> EXERCISE DETAILS
In the records below, start at the line containing "the green leaves." and end after the line containing "Query: green leaves". Rewrite those lines with "green leaves" replaced by "leafy branches" and everything else unchanged.

> SUPPLIED MATERIAL
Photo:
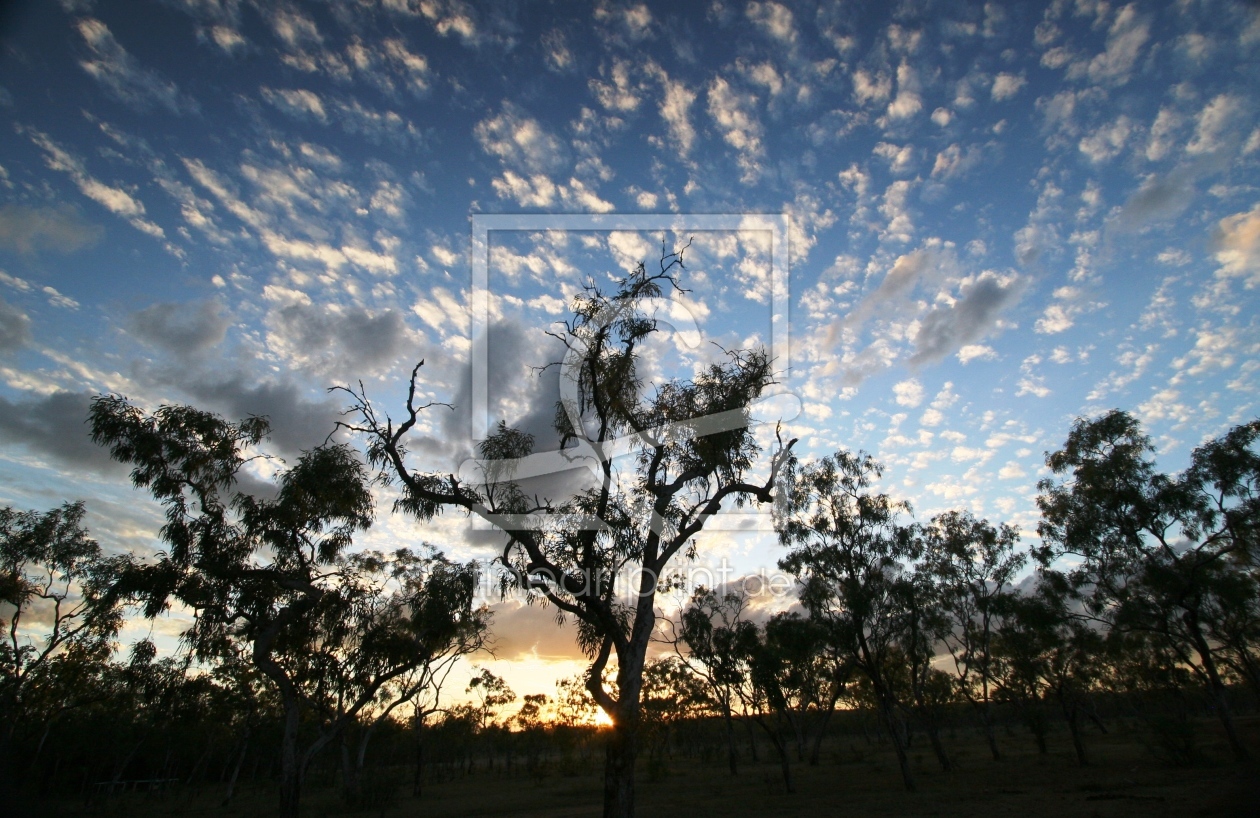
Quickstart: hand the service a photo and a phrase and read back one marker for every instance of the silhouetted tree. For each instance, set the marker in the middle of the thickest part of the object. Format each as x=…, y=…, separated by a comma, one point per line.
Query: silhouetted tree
x=1152, y=547
x=57, y=614
x=328, y=628
x=973, y=565
x=692, y=454
x=718, y=649
x=848, y=552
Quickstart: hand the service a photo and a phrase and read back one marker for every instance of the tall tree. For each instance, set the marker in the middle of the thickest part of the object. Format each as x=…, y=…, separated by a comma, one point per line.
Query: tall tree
x=691, y=453
x=328, y=628
x=972, y=564
x=848, y=551
x=718, y=648
x=56, y=611
x=1152, y=547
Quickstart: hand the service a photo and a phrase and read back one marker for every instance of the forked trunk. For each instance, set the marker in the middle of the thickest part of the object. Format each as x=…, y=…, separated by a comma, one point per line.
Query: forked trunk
x=620, y=756
x=290, y=766
x=732, y=756
x=934, y=735
x=1216, y=687
x=899, y=743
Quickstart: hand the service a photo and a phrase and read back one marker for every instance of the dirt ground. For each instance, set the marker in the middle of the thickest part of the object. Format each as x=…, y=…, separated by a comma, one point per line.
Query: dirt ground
x=1124, y=779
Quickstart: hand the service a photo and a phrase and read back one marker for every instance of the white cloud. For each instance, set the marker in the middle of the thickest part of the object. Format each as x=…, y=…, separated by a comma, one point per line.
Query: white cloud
x=1237, y=246
x=735, y=114
x=618, y=93
x=1215, y=121
x=1128, y=34
x=299, y=101
x=114, y=199
x=775, y=19
x=1108, y=140
x=899, y=156
x=1006, y=86
x=909, y=392
x=519, y=141
x=907, y=101
x=975, y=352
x=122, y=76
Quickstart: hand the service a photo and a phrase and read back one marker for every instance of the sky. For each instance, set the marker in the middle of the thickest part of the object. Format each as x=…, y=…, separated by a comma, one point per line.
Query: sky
x=999, y=218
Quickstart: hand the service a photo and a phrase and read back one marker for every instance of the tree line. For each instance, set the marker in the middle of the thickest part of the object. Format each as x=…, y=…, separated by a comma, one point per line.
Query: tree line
x=304, y=653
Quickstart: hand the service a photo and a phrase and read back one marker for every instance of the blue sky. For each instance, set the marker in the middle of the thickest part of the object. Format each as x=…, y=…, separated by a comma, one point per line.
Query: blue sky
x=1003, y=217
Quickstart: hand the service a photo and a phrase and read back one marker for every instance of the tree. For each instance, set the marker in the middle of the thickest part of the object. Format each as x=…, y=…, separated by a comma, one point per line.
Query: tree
x=1041, y=649
x=56, y=610
x=1153, y=547
x=972, y=564
x=692, y=454
x=720, y=645
x=847, y=552
x=326, y=628
x=799, y=679
x=922, y=619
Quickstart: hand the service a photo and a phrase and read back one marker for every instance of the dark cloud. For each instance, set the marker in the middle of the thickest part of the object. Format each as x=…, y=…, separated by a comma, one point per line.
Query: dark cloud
x=945, y=329
x=339, y=342
x=519, y=393
x=14, y=328
x=54, y=426
x=297, y=424
x=33, y=230
x=1159, y=198
x=524, y=632
x=182, y=329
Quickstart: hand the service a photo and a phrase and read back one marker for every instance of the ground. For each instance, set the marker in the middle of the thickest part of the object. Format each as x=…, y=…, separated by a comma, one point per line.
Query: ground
x=852, y=779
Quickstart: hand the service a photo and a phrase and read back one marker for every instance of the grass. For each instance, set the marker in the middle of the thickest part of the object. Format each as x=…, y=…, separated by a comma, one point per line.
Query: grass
x=852, y=779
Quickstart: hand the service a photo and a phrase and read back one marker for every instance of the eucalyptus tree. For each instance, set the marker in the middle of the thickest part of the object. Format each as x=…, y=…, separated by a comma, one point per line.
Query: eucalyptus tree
x=848, y=552
x=326, y=627
x=799, y=679
x=689, y=454
x=929, y=691
x=1042, y=649
x=57, y=614
x=720, y=644
x=1152, y=548
x=972, y=565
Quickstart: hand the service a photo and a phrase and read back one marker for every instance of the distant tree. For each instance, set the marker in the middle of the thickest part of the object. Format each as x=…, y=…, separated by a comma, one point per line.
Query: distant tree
x=972, y=565
x=798, y=679
x=630, y=522
x=672, y=696
x=716, y=643
x=58, y=616
x=1154, y=550
x=326, y=628
x=927, y=691
x=1042, y=650
x=848, y=552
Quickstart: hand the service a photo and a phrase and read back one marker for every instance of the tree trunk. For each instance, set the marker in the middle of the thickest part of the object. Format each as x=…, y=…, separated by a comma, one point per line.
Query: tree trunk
x=732, y=756
x=236, y=770
x=290, y=768
x=987, y=722
x=752, y=740
x=620, y=756
x=1220, y=696
x=417, y=783
x=818, y=739
x=934, y=735
x=1074, y=726
x=899, y=741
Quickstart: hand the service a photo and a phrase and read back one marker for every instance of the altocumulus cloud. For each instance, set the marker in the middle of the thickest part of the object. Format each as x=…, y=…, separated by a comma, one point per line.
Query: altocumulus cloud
x=946, y=329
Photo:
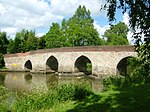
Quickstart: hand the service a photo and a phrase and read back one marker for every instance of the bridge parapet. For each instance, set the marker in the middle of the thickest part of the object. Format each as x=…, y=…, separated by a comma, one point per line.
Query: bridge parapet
x=104, y=59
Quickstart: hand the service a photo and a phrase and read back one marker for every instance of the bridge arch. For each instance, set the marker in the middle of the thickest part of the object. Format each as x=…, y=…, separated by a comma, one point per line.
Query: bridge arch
x=52, y=63
x=83, y=64
x=123, y=67
x=28, y=65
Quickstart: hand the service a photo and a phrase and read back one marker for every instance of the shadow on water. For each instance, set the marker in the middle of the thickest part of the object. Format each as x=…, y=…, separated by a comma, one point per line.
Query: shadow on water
x=28, y=82
x=131, y=99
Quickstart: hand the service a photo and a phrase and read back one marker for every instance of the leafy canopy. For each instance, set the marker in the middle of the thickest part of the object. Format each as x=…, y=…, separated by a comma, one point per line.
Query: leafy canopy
x=139, y=21
x=117, y=34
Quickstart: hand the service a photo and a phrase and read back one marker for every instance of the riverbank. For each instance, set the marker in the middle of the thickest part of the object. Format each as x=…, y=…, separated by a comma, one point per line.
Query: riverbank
x=79, y=98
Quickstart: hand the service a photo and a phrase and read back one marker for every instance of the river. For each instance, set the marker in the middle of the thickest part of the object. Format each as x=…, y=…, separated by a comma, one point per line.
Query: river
x=17, y=81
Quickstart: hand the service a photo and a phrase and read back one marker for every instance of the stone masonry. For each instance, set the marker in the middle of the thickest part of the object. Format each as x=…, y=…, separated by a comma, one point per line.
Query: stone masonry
x=104, y=59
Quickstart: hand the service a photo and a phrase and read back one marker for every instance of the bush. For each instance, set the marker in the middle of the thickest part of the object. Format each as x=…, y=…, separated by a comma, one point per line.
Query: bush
x=43, y=100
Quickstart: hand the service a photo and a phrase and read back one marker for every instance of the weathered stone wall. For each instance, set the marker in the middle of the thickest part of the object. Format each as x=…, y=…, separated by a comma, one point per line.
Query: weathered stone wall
x=104, y=59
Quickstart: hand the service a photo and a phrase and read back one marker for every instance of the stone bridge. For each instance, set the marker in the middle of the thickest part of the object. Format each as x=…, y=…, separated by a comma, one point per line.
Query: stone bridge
x=96, y=60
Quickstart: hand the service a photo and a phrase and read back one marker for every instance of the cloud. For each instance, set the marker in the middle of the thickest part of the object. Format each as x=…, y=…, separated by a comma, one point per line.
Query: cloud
x=39, y=14
x=100, y=29
x=26, y=14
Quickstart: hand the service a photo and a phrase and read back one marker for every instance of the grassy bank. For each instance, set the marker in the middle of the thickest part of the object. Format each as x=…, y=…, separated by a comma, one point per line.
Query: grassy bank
x=118, y=96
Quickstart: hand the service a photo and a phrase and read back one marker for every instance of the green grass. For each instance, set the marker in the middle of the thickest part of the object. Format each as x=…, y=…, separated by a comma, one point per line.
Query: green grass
x=79, y=98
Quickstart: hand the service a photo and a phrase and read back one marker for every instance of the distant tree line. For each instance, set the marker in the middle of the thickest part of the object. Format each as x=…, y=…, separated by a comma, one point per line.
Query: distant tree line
x=76, y=31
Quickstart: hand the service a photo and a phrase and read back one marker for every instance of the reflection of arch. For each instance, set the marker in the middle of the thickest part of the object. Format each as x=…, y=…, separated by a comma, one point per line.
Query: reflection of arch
x=28, y=78
x=122, y=67
x=28, y=65
x=52, y=64
x=83, y=64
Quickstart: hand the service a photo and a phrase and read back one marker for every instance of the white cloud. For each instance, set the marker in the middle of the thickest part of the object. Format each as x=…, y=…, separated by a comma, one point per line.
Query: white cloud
x=37, y=14
x=100, y=29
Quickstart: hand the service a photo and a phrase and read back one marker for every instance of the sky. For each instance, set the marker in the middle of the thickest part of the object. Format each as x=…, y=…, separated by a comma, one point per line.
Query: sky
x=38, y=15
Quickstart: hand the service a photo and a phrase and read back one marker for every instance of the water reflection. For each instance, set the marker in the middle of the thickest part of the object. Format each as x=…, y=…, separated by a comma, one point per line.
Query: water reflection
x=29, y=82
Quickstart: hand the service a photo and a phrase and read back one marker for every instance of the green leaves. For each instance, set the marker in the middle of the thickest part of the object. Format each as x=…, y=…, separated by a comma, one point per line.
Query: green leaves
x=76, y=31
x=117, y=34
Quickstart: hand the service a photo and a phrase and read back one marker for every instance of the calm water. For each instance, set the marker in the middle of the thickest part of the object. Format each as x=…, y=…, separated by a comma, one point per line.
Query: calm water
x=27, y=81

> ANSWER TO THIS PROBLEM
Quickstart: hand the service a photo and a phrase and read back one marker for every instance of the leafy branches. For each instance, set the marker in the middle of the thickest part of the object. Format each as x=…, y=…, separated by a comma, one point per line.
Query: leafy branches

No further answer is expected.